- **Written exercise**:
Tally the lines in the records below that contain the word "wooden", treating uppercase and lowercase as distinct. Reply with the number alone.

- **Data in this exercise**:
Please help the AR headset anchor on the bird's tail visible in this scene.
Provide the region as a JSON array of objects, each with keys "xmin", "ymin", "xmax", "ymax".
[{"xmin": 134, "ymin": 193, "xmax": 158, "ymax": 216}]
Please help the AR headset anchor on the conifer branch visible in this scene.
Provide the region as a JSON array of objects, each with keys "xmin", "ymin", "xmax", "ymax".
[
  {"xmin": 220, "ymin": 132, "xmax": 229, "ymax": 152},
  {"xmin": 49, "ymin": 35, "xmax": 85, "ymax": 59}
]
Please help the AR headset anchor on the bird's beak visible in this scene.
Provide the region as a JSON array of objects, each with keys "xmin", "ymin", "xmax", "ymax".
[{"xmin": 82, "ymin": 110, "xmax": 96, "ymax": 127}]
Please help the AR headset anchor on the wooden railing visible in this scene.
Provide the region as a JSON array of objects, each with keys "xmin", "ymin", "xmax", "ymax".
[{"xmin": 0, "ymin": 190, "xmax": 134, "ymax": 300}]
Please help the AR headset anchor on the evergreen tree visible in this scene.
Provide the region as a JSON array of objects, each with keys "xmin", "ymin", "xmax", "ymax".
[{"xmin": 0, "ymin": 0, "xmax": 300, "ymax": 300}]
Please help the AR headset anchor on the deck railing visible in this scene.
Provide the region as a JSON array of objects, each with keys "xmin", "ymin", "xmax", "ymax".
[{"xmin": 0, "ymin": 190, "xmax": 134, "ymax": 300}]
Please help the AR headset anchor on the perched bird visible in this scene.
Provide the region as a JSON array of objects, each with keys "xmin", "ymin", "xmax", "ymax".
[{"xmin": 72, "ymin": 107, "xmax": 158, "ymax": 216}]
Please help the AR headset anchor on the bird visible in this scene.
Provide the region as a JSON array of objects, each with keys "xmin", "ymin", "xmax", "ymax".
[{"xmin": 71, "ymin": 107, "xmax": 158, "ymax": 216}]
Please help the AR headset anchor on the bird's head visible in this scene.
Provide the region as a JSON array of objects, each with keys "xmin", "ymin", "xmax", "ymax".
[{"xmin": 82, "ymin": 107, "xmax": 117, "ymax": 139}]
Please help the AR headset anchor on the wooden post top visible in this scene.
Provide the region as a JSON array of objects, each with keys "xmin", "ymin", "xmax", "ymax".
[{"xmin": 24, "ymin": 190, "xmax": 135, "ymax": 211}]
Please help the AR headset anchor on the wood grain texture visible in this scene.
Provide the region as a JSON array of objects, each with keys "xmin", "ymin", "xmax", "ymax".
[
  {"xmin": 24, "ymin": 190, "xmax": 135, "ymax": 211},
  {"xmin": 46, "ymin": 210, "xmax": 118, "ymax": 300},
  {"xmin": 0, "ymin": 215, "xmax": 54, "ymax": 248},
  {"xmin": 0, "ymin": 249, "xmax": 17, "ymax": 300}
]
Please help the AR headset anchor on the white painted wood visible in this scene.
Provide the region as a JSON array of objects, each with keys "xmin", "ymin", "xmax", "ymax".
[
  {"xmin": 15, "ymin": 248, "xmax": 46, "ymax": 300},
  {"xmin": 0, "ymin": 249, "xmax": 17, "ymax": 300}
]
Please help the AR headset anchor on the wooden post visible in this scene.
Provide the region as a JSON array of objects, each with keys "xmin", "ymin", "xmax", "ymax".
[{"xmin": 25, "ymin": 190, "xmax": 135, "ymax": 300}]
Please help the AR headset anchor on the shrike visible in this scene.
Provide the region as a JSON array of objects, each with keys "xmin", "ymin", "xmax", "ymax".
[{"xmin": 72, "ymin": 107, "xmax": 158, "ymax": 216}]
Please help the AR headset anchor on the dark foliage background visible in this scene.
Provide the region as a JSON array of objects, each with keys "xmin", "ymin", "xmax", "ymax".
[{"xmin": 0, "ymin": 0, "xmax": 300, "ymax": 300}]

- **Solution**:
3